Creo haberlo escrito ya en otro de los asientos de mi bitácora. Cualquiera que siga con la debida atención una colección, prolongada lo suficiente, puede apreciar cómo el dibujo de sus personajes va ganando desde los inseguros, cuando no rudimentarios trazos de sus primeras viñetas, a la madurez. Si hay una excepción a esta regla, una vez más, ésa es Tintín. Y lo es porque Hergé, que era un estajanovista que no podía vivir sin trabajar, homogeneizó las aventuras del infatigable reportero de Le Petit Vingtième al colorearlas, cuando en la posguerra se le impidió publicar por haberlo hecho durante la guerra en las páginas infantiles de la prensa que se escribía al dictado del ocupante alemán. Pero eso -como dice Kipling- es otra historia. Y ya se ha contado hasta la saciedad.

• Material de estudio
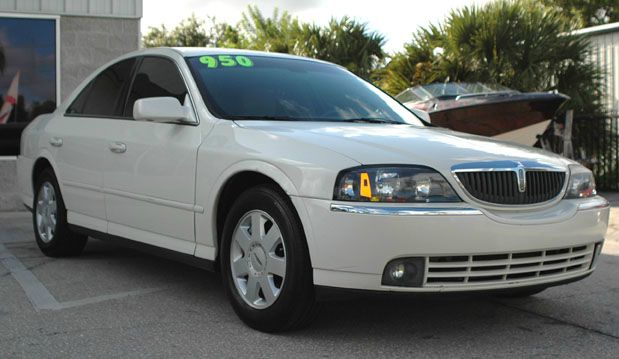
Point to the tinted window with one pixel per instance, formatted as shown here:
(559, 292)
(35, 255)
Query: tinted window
(254, 87)
(156, 77)
(105, 95)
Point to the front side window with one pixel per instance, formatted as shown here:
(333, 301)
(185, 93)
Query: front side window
(156, 77)
(104, 96)
(262, 87)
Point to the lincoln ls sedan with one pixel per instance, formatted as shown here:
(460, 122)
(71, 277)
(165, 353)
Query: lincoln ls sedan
(294, 179)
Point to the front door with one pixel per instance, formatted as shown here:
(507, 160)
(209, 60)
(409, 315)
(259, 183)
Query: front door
(150, 167)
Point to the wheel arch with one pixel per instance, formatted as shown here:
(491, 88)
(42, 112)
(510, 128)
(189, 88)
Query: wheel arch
(242, 176)
(43, 160)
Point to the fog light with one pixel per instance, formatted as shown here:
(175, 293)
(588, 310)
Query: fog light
(404, 272)
(596, 254)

• Preguntas para responder
1) Por favor, enumera todos los nombres propios que aparecen en el texto sobre Tintín.
2) Según el texto sobre Tintín, ¿por qué se le impidió a Hergé publicar en la posguerra?
3) Prosigue el texto sobre Tintín a partir de su última frase.

• Respuestas esperadas
1) Tintín, Hergé, Le Petit Vingtième, Kipling

2) Por haber publicado durante la guerra en las páginas infantiles de la prensa que se escribía al dictado del ocupante alemán.

3)
Por el año de su edición original supongo que El íbero es de los últimos álbumes con Jacques Martin al frente de su creación. De hecho, el trabajo del maestro parece diluirse entre el de los otros dos guionistas: François Maingioval y Patrick Weber. Me atrevería a jurar que ya estaba abrumado por esa enfermedad que le fue privando paulatinamente de la vista. Pero se preocupó muy mucho del rigor histórico. Sus afanes pedagógicos le llevaron a tener en la antigüedad clásica -no hay que olvidar a Orión, el equivalente en la Hélade de Alix- el marco ideal para sus aventuras en un afán que, se me figura, una simpática romanización de los amantes de la bande dessinée por sus viñetas.
En estas de El Íbero se nos transporta a la futura Andalucía, en las vísperas de la batalla de Munda (45 a. e. c.) que librarán los hijos de Pompeyo -parece ser que en realidad solo fue uno, Pompeyo el joven- contra César. Alix, quien sigue siendo un protegido del vencedor de la Guerra de las Galias, recibe de éste una finca en Iberia con el mandato de convertirse en un colono. Pero el joven y su fiel amigo Enak no están hechos para colonizar la tierra. Siendo Tarago -un caudillo de los Íberos-, el propietario original de la hacienda, Alix no tardará en verse envuelto en una intriga de aquellos remotos habitantes de nuestra península.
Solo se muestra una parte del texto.